»»

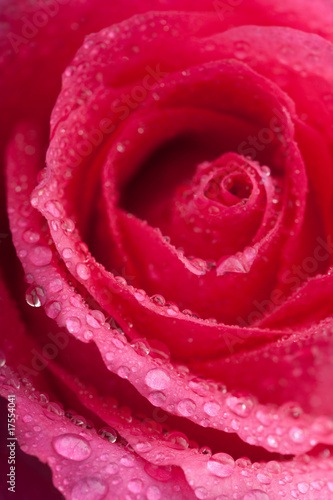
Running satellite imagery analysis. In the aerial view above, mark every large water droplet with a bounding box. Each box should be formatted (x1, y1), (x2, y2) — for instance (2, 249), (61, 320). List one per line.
(243, 490), (269, 500)
(29, 246), (52, 266)
(226, 396), (253, 417)
(76, 263), (91, 280)
(203, 402), (220, 417)
(177, 399), (197, 417)
(45, 200), (62, 219)
(25, 286), (46, 307)
(52, 434), (91, 462)
(165, 431), (189, 450)
(22, 229), (40, 243)
(71, 477), (108, 500)
(207, 453), (235, 477)
(289, 427), (304, 443)
(98, 427), (117, 443)
(145, 368), (170, 390)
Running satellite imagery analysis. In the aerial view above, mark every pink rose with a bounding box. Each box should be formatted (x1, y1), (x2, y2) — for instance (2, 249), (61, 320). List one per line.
(0, 0), (333, 500)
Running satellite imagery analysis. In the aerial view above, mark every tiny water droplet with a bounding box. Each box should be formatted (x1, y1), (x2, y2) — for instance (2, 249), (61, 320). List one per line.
(177, 399), (197, 417)
(29, 246), (52, 267)
(207, 453), (235, 477)
(25, 286), (46, 307)
(145, 368), (170, 390)
(71, 477), (108, 500)
(76, 263), (91, 280)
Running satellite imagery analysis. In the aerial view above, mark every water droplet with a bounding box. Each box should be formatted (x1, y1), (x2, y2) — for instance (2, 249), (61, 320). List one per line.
(134, 290), (147, 302)
(29, 246), (52, 267)
(242, 490), (269, 500)
(98, 427), (117, 443)
(76, 263), (91, 280)
(203, 402), (220, 417)
(45, 200), (62, 219)
(145, 368), (170, 390)
(146, 486), (161, 500)
(256, 409), (273, 426)
(45, 300), (61, 319)
(151, 294), (165, 306)
(134, 442), (152, 453)
(61, 219), (75, 233)
(66, 318), (81, 333)
(207, 453), (235, 477)
(177, 399), (197, 417)
(105, 462), (119, 475)
(49, 278), (63, 293)
(71, 477), (108, 500)
(257, 472), (272, 484)
(131, 339), (150, 356)
(25, 286), (46, 307)
(52, 434), (91, 462)
(267, 435), (278, 448)
(226, 396), (254, 418)
(22, 229), (40, 243)
(83, 330), (92, 342)
(165, 431), (189, 450)
(148, 391), (166, 407)
(289, 427), (304, 443)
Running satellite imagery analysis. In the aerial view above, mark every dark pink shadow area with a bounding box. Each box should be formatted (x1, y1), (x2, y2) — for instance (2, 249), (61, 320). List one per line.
(0, 397), (64, 500)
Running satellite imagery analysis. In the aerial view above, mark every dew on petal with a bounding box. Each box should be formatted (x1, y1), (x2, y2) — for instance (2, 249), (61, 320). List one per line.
(207, 453), (235, 477)
(177, 399), (197, 417)
(25, 286), (46, 307)
(22, 229), (40, 243)
(203, 402), (220, 417)
(71, 477), (108, 500)
(134, 442), (152, 453)
(145, 368), (170, 390)
(29, 246), (52, 266)
(226, 396), (253, 417)
(148, 391), (166, 407)
(98, 427), (117, 443)
(52, 434), (91, 462)
(76, 263), (91, 280)
(289, 427), (304, 443)
(242, 490), (269, 500)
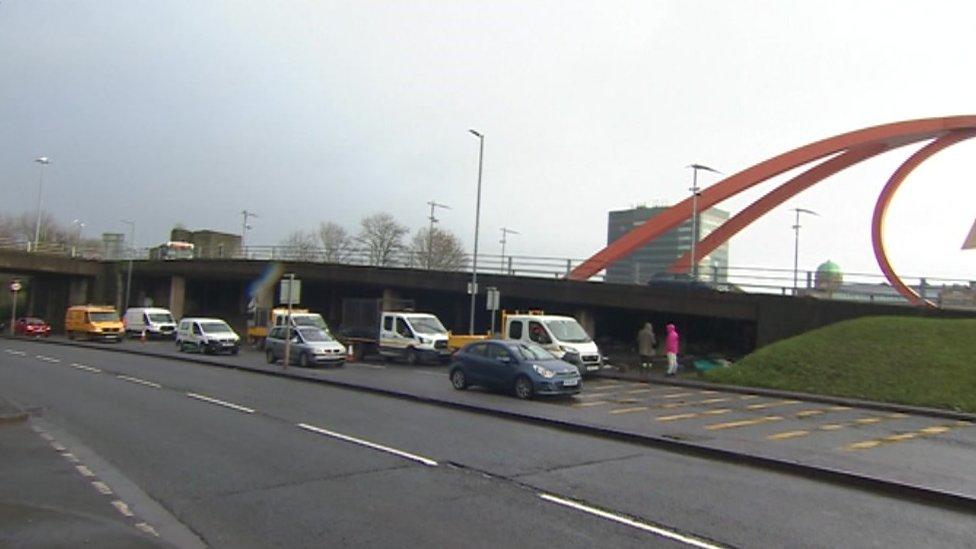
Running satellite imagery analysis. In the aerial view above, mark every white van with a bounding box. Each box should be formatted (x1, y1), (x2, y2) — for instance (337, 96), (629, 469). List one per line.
(502, 313), (604, 375)
(176, 318), (241, 355)
(122, 307), (176, 339)
(379, 311), (451, 364)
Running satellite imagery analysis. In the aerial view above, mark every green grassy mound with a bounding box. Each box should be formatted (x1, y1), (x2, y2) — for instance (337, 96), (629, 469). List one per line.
(705, 317), (976, 412)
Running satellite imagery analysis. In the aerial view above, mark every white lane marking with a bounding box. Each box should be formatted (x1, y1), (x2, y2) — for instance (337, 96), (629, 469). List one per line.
(298, 423), (437, 467)
(136, 522), (159, 538)
(115, 374), (163, 389)
(538, 493), (722, 549)
(112, 499), (136, 517)
(186, 393), (254, 414)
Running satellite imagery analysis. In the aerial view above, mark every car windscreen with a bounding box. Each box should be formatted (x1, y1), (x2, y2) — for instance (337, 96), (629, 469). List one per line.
(88, 311), (119, 322)
(410, 316), (447, 334)
(200, 322), (234, 334)
(509, 342), (556, 360)
(545, 319), (592, 343)
(298, 328), (332, 343)
(291, 315), (329, 328)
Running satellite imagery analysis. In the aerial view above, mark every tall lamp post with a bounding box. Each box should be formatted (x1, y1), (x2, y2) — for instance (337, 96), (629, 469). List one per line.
(468, 130), (485, 335)
(241, 210), (258, 259)
(427, 200), (451, 271)
(34, 156), (51, 250)
(687, 164), (722, 280)
(500, 227), (522, 273)
(122, 219), (136, 313)
(793, 208), (820, 295)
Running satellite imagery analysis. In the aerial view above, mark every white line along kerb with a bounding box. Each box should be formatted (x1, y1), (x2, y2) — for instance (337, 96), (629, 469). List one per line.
(539, 493), (723, 549)
(115, 374), (163, 389)
(298, 423), (437, 467)
(186, 393), (254, 414)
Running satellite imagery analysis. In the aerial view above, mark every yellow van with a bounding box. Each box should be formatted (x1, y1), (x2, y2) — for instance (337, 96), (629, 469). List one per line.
(64, 305), (124, 342)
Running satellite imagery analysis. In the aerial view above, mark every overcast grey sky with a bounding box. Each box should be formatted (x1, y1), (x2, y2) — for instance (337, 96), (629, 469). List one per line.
(0, 0), (976, 278)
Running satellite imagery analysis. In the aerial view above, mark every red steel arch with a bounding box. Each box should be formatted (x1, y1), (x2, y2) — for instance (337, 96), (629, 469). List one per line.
(568, 115), (976, 302)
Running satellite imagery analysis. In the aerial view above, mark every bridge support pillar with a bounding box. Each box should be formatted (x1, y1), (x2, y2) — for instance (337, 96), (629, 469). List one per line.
(576, 309), (596, 339)
(169, 276), (186, 318)
(68, 278), (88, 307)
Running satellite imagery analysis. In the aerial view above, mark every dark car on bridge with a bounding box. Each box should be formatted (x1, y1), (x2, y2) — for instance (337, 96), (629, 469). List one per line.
(448, 339), (583, 399)
(14, 316), (51, 337)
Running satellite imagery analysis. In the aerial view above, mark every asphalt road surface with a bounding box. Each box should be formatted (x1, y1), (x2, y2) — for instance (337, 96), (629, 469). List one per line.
(0, 341), (976, 547)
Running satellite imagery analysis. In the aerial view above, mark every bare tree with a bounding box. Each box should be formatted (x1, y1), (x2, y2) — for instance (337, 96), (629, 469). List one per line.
(319, 221), (353, 263)
(356, 213), (410, 266)
(279, 230), (319, 261)
(410, 227), (467, 271)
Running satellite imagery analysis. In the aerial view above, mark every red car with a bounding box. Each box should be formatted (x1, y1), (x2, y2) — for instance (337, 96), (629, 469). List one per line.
(14, 316), (51, 337)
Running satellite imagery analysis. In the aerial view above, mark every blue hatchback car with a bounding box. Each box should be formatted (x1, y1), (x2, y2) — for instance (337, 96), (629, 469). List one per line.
(449, 339), (583, 398)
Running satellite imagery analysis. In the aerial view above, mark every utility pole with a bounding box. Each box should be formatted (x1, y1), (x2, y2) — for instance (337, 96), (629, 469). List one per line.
(500, 227), (522, 273)
(468, 130), (485, 335)
(427, 200), (451, 271)
(687, 164), (722, 280)
(793, 208), (820, 296)
(241, 210), (258, 259)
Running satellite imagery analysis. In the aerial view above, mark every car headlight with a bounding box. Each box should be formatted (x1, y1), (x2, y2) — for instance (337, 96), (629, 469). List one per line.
(532, 364), (556, 379)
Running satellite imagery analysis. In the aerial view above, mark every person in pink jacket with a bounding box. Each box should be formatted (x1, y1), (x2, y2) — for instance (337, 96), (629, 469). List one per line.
(664, 324), (678, 376)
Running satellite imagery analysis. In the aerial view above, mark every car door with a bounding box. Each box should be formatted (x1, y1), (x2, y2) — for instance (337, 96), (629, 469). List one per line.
(461, 343), (490, 385)
(485, 343), (518, 387)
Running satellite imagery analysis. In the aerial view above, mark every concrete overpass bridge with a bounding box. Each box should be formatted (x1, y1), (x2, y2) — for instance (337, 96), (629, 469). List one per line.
(0, 250), (974, 355)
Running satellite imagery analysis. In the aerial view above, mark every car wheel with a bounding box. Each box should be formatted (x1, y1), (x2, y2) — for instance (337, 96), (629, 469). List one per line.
(451, 368), (468, 391)
(515, 376), (535, 400)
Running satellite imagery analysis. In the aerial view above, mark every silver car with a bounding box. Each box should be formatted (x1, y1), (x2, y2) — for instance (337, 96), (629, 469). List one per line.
(264, 326), (346, 367)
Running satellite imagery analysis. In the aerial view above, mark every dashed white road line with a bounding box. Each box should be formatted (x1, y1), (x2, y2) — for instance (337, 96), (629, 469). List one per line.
(298, 423), (437, 467)
(538, 493), (722, 549)
(186, 393), (254, 414)
(115, 374), (163, 389)
(112, 499), (136, 517)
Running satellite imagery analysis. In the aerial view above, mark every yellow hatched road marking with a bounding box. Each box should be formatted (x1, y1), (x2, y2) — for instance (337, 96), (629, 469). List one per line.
(796, 410), (824, 417)
(766, 431), (810, 440)
(746, 400), (800, 410)
(705, 416), (783, 431)
(573, 400), (607, 408)
(657, 413), (699, 421)
(610, 406), (647, 414)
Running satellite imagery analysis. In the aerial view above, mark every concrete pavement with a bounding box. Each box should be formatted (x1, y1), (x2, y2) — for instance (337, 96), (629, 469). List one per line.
(0, 342), (971, 547)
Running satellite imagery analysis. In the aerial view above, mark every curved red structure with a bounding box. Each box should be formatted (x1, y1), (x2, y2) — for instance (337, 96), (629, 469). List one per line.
(568, 115), (976, 303)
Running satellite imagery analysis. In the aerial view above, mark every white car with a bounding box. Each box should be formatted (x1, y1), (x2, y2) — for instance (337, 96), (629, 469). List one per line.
(176, 318), (241, 355)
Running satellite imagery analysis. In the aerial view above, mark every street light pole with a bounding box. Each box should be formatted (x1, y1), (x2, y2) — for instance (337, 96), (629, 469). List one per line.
(122, 219), (136, 313)
(687, 164), (722, 280)
(501, 227), (522, 273)
(468, 130), (485, 335)
(241, 210), (258, 258)
(34, 156), (51, 250)
(793, 208), (820, 296)
(427, 200), (451, 271)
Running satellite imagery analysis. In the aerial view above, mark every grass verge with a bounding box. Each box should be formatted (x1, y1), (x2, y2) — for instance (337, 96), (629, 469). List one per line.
(705, 316), (976, 412)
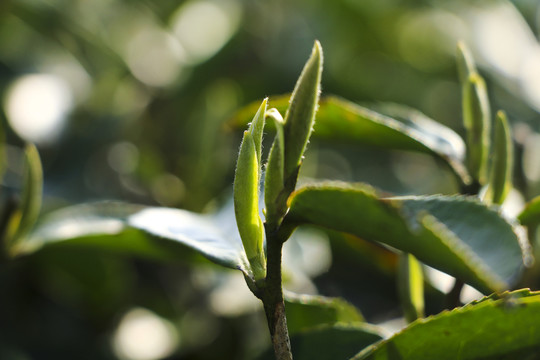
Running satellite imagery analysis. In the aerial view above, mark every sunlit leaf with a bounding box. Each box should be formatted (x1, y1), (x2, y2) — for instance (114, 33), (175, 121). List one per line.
(353, 291), (540, 360)
(19, 202), (253, 276)
(233, 100), (266, 279)
(484, 111), (514, 204)
(232, 96), (470, 183)
(456, 41), (477, 83)
(283, 41), (323, 178)
(463, 73), (491, 184)
(398, 253), (424, 322)
(264, 108), (289, 226)
(284, 183), (531, 293)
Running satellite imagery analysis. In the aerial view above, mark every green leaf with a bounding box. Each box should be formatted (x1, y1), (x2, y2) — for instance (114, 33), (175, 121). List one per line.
(457, 41), (477, 84)
(398, 253), (424, 322)
(463, 73), (491, 185)
(484, 111), (514, 205)
(283, 41), (323, 179)
(353, 290), (540, 360)
(259, 323), (384, 360)
(16, 202), (253, 277)
(284, 292), (364, 335)
(249, 98), (268, 164)
(264, 109), (289, 227)
(232, 96), (470, 183)
(284, 183), (531, 293)
(6, 144), (43, 254)
(234, 108), (266, 280)
(518, 196), (540, 227)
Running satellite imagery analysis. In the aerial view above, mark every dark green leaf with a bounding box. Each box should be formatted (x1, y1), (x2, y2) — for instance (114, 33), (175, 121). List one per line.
(16, 202), (253, 276)
(284, 292), (364, 335)
(353, 291), (540, 360)
(284, 183), (530, 292)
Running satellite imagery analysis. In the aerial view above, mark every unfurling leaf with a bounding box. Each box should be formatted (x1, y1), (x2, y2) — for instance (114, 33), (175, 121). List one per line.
(6, 144), (43, 255)
(457, 41), (477, 84)
(463, 73), (491, 185)
(398, 253), (424, 322)
(264, 109), (288, 227)
(283, 41), (323, 179)
(234, 99), (266, 280)
(485, 111), (514, 204)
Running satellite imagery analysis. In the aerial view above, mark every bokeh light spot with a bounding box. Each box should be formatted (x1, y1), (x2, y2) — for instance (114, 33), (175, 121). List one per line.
(4, 74), (73, 144)
(172, 0), (241, 64)
(113, 308), (180, 360)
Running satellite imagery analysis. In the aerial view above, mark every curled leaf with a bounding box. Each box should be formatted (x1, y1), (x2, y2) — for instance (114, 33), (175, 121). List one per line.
(6, 144), (43, 254)
(234, 130), (265, 279)
(485, 111), (514, 204)
(463, 73), (491, 185)
(283, 41), (323, 178)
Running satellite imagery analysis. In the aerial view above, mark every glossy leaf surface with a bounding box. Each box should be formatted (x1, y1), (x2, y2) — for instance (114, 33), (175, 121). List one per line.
(285, 183), (530, 292)
(7, 144), (43, 254)
(233, 96), (469, 182)
(20, 202), (252, 276)
(283, 41), (323, 178)
(284, 292), (364, 335)
(354, 290), (540, 360)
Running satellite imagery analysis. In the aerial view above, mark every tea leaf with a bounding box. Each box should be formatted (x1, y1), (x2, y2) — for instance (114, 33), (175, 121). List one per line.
(485, 111), (514, 205)
(353, 290), (540, 360)
(6, 144), (43, 254)
(456, 41), (477, 84)
(232, 96), (470, 183)
(234, 129), (266, 279)
(264, 109), (288, 226)
(284, 292), (364, 335)
(283, 41), (323, 178)
(463, 73), (491, 185)
(398, 253), (424, 322)
(19, 202), (254, 277)
(284, 183), (531, 293)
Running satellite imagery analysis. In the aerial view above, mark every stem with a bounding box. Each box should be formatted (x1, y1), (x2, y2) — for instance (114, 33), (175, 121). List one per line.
(262, 227), (292, 360)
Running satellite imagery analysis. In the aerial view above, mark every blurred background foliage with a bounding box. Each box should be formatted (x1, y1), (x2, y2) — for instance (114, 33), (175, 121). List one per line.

««

## What the task requires
Rewrite the stretch of records from the line containing "mark every glossy" through the line containing "(7, 144), (43, 254)", both included, multiplying each bounding-box coordinate in the answers by 0.55 and rounding to whole numbers, with halves rounded up. Reproduce the request line as it stands, leaving its sample coordinates unchanged.

## Output below
Running satellite imagery analysis. In the aerial view above, mark every glossy leaf surface with a bounding box. Each box should be formatted (x1, y1), (x2, y2) — for instance (114, 33), (175, 121). List one per line.
(157, 101), (292, 161)
(4, 79), (24, 140)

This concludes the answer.